## Objectif visé 1
Extrayez toutes les lignes des enregistrements qui contiennent le mot "white", en tenant compte de la casse.

## Extrait de page

LES ANCIENS DU VILLAGE
J’ai eu la chance pendant
plusieurs années
de
côtoyer les anciens du village
Tous
les après- midis, après la sieste, pendant l’été, ils
arrivaient les uns après les autres, chacun avait son heure, ils
s’installaient sur le même banc, toujours à la même place, Henri
arrivait le premier et, sans parler, venait s’asseoir près de moi,
le bonjour n’était pas nécessaire
Ensuite arrivait Hubert, il posait son vélo contre l'arbre et prenait sa place près de nous, le banc n’était pas très grand mais il restait une place pour Henri Giraud le forgeron,
Il
arrivait toujours à 15 heures en regardant l’horloge du château
et prenait la dernière place. On savait qu’il ne restait pas
longtemps car il avait beaucoup de travail à sa forge, il aimait
taper une fois sur le fer et trois fois sur l’enclume, c’était
sa façon de travailler
Ainsi
j‘ai pu recueillir certaines histoires de vie dans le village.

## Informations affichées
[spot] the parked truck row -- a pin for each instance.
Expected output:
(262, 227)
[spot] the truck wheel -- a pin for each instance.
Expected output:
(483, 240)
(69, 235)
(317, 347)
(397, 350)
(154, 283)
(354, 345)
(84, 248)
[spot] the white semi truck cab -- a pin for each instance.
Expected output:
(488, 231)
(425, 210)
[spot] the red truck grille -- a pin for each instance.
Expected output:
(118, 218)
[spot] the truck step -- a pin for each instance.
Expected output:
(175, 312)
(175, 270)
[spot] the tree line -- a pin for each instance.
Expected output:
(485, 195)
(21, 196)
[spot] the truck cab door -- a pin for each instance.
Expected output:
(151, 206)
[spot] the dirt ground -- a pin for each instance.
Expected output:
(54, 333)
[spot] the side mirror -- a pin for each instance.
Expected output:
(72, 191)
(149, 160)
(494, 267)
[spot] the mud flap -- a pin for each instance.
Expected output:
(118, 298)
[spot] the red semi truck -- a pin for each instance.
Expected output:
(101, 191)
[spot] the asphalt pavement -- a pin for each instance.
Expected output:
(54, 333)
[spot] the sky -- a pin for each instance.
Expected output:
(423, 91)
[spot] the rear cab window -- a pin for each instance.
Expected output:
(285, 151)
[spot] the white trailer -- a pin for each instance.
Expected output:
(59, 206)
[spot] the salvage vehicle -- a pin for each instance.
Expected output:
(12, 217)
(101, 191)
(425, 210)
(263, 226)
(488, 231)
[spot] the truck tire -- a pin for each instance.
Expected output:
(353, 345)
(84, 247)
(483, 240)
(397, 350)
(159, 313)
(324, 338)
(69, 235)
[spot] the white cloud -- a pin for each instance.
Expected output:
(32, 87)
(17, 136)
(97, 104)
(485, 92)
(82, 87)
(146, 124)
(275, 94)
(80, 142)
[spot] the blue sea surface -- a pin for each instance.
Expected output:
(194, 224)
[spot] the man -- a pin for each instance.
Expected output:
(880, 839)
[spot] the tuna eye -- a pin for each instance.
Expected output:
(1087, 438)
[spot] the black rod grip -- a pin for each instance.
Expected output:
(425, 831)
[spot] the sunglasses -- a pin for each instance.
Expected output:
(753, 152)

## Objectif visé 2
Dans l'extrait de page sur les anciens du village, contre quoi Hubert posait-il son vélo ?

## Réponse rédigée 1
[spot] the white semi truck cab -- a pin for each instance.
[spot] the white trailer -- a pin for each instance.
[spot] the white cloud -- a pin for each instance.

## Réponse rédigée 2
Contre l'arbre.